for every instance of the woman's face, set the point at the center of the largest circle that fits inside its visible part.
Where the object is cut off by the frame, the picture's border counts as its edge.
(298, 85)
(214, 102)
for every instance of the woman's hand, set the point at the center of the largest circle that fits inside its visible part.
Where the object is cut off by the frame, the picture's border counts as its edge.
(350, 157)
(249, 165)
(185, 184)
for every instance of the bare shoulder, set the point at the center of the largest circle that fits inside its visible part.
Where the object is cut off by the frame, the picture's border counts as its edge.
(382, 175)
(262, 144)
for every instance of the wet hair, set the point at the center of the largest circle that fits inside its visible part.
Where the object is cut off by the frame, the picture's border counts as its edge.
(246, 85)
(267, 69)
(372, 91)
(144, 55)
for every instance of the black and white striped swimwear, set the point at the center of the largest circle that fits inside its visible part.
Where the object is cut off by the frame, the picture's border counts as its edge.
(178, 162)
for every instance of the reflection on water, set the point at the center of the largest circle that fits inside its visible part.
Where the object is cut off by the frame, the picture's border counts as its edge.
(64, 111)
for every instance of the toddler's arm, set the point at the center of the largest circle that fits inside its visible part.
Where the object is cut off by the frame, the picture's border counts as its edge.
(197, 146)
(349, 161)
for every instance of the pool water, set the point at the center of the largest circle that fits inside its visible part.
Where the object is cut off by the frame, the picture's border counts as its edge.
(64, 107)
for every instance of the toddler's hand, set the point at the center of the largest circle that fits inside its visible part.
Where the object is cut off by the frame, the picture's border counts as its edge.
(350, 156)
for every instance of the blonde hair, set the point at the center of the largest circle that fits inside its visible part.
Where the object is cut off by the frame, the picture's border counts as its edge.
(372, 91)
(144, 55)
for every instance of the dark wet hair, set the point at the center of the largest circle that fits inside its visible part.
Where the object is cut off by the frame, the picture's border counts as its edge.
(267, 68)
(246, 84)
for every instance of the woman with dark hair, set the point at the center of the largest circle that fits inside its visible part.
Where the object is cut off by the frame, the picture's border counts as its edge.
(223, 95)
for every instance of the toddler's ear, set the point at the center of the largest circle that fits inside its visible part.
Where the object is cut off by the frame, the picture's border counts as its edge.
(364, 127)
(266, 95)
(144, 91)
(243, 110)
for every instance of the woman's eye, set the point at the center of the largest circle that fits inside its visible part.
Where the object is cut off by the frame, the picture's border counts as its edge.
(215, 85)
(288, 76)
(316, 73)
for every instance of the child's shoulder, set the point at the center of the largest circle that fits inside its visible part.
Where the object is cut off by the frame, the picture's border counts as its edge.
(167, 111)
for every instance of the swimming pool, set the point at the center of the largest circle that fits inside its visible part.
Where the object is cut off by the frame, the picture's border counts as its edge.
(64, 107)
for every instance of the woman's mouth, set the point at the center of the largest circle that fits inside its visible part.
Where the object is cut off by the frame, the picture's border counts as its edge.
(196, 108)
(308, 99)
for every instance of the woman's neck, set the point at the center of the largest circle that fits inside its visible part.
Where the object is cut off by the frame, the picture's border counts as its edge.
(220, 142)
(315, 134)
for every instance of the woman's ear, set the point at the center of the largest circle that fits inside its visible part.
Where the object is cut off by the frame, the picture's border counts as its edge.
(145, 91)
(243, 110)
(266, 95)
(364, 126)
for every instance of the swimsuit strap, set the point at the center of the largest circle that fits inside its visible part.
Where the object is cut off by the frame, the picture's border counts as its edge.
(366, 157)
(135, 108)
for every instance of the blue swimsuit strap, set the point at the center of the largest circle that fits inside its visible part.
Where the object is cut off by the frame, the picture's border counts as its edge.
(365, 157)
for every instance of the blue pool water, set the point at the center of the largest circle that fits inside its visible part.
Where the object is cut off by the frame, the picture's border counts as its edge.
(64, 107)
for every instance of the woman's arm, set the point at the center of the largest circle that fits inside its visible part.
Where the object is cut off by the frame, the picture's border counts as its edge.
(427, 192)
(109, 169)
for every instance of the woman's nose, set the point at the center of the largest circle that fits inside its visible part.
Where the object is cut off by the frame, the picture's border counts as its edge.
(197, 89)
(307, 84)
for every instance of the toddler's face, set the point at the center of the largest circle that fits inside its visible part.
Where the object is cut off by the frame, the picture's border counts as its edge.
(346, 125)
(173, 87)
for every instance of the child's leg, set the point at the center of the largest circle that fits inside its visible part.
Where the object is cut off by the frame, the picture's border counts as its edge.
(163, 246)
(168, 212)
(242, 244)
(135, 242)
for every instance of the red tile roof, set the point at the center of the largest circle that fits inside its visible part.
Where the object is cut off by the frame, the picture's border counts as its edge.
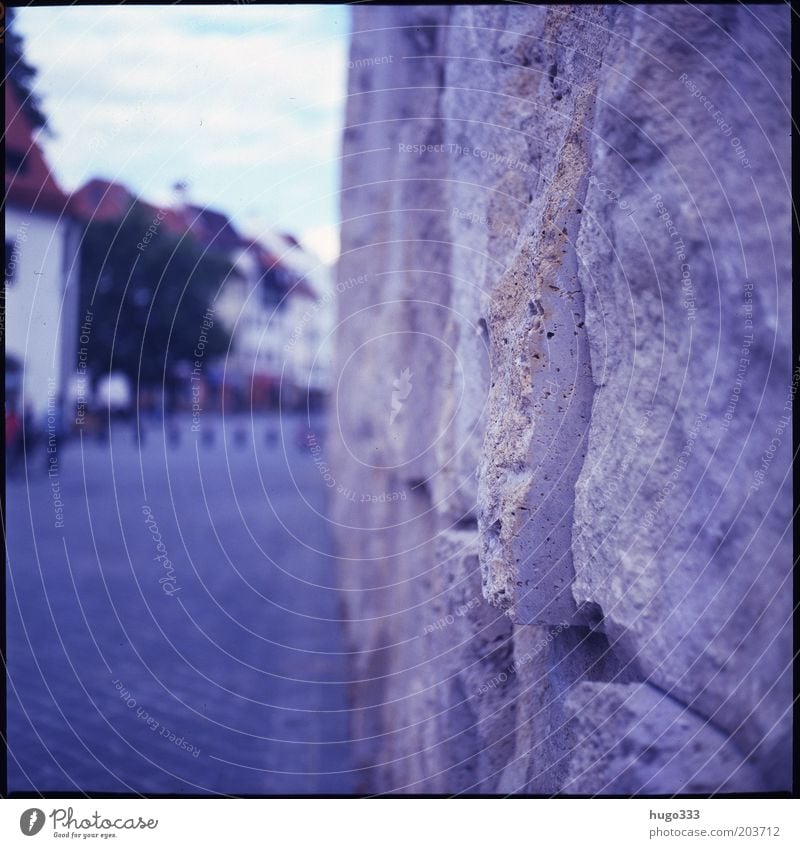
(29, 183)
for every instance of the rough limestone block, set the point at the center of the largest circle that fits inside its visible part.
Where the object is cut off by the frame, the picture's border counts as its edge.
(541, 393)
(634, 739)
(678, 539)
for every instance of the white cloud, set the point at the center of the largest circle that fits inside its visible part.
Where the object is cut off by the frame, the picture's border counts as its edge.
(245, 102)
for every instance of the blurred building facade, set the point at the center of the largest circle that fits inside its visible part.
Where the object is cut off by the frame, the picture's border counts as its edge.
(272, 303)
(41, 276)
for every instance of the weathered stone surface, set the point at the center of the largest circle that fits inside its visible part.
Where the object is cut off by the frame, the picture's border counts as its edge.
(636, 740)
(561, 440)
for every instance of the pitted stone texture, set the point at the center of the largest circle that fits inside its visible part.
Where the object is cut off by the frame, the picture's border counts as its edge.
(541, 392)
(609, 488)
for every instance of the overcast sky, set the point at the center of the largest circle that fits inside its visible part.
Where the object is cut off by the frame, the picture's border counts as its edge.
(243, 102)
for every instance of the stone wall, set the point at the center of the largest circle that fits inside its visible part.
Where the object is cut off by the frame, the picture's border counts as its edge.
(559, 445)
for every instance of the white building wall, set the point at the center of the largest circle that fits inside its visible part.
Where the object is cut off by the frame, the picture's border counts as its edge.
(41, 309)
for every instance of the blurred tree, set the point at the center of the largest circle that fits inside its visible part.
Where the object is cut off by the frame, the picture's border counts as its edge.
(22, 75)
(148, 291)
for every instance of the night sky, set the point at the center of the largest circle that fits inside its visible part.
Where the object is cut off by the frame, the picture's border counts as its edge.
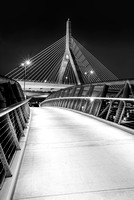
(106, 29)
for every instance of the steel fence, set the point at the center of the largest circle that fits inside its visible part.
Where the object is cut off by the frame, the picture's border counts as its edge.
(13, 121)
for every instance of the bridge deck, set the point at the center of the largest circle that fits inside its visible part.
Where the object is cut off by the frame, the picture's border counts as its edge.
(72, 156)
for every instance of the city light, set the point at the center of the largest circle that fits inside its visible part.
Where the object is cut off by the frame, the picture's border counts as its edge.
(91, 72)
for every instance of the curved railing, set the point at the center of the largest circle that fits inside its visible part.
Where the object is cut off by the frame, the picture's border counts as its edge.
(112, 101)
(13, 122)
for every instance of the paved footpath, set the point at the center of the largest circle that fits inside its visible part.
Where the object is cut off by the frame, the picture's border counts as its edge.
(70, 156)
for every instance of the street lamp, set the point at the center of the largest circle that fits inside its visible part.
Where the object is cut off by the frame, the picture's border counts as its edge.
(25, 64)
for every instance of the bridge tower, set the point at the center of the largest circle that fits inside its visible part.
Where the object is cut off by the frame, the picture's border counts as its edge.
(67, 57)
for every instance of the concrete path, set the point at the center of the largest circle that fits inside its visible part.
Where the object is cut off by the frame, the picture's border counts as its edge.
(70, 156)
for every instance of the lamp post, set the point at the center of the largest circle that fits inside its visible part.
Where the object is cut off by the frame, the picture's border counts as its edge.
(25, 64)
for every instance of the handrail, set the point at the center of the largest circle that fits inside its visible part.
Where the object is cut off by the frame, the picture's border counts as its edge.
(12, 107)
(90, 98)
(108, 101)
(13, 122)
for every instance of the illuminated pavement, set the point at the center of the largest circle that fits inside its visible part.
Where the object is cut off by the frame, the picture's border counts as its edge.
(70, 156)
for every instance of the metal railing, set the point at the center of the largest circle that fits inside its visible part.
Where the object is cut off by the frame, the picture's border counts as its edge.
(111, 102)
(13, 121)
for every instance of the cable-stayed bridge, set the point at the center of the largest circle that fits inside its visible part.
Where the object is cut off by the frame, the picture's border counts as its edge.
(64, 63)
(79, 143)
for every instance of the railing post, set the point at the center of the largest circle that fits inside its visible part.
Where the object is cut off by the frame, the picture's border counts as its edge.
(19, 123)
(5, 163)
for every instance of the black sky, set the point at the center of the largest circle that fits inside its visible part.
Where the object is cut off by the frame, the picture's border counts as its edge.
(106, 29)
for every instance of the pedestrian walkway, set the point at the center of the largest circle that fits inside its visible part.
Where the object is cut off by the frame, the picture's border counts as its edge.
(70, 156)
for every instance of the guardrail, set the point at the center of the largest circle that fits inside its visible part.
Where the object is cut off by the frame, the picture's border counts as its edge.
(110, 101)
(13, 121)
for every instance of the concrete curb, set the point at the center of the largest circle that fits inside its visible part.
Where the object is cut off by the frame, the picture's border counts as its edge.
(6, 193)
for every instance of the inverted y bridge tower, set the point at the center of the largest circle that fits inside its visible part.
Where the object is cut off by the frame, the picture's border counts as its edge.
(67, 57)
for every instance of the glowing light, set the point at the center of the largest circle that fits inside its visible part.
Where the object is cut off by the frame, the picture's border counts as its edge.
(91, 72)
(22, 64)
(91, 99)
(27, 62)
(67, 56)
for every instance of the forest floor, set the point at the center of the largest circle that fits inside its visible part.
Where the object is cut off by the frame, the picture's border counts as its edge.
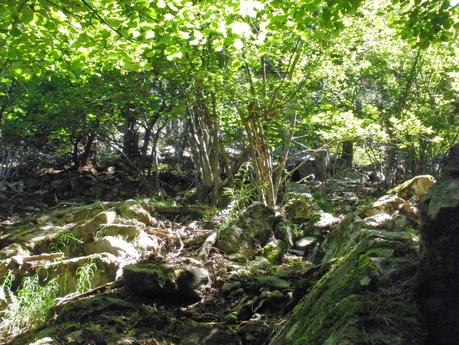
(241, 300)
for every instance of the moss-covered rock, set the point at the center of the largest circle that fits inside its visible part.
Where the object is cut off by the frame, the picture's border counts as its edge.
(249, 232)
(181, 282)
(365, 296)
(437, 294)
(416, 187)
(300, 206)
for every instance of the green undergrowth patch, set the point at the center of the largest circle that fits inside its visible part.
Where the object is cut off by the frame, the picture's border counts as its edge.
(29, 306)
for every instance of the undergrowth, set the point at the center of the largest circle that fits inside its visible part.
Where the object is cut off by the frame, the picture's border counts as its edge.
(29, 306)
(84, 276)
(243, 195)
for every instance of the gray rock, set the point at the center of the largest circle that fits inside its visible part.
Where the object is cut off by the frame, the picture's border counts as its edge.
(386, 204)
(305, 243)
(181, 282)
(89, 229)
(378, 220)
(112, 245)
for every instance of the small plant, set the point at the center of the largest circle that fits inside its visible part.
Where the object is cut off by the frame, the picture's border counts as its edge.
(29, 306)
(84, 275)
(66, 239)
(246, 193)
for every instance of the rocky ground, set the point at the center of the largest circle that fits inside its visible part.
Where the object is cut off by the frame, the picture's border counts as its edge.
(337, 269)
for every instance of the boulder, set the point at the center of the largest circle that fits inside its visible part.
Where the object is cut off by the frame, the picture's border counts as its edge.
(180, 282)
(133, 210)
(249, 232)
(378, 220)
(438, 275)
(306, 243)
(300, 206)
(113, 245)
(124, 230)
(386, 204)
(351, 303)
(13, 250)
(88, 230)
(106, 270)
(416, 187)
(274, 251)
(325, 221)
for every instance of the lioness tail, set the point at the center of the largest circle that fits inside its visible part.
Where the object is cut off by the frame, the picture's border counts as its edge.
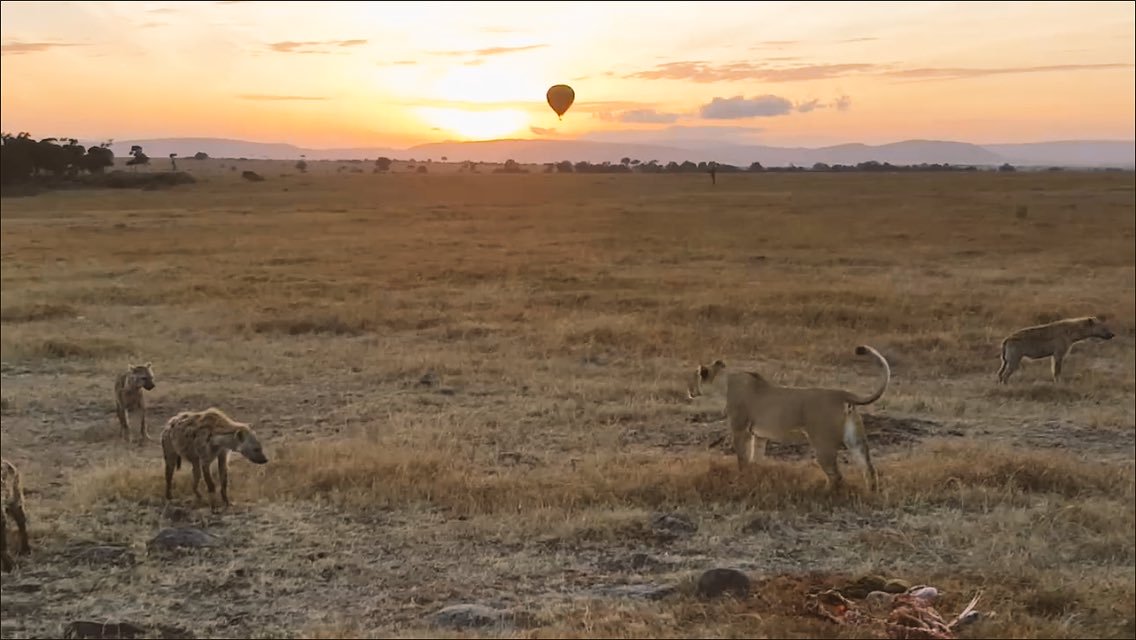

PROBLEM TO SOLVE:
Look above for the line holding "for every instance of the weathered" and the line holding "for every instance of the white building". Retype both, and every line between them, word for word and nothing else.

WRITTEN SOLUTION:
for every instance of the weathered stone surface, set the point at the center of the largest circle that fits inside its visible part.
Where the object is cut off by the frame, the picture's border counts as its edge.
(636, 740)
(561, 440)
for every instance of the pitted stone texture, set the point at the center of the largest circle that fits inside its visible part.
Where the object is cut off by the frame, the picture's border counts as its edge.
(541, 392)
(609, 488)
for every instance of the overcast sky, set the point at the center of the largest circle that fits inside its visible part.
Where the object is cut off by the frame, the picture's border counts as its edge.
(243, 102)
for every instance of the stone wall, set the point at the center of the largest circle that fits inside its visible part.
Where the object is cut off by the frame, the picture's border counts as its edge.
(559, 445)
for every instance of the white building wall, set the point at the center of the largest circle that fits inside its visible part.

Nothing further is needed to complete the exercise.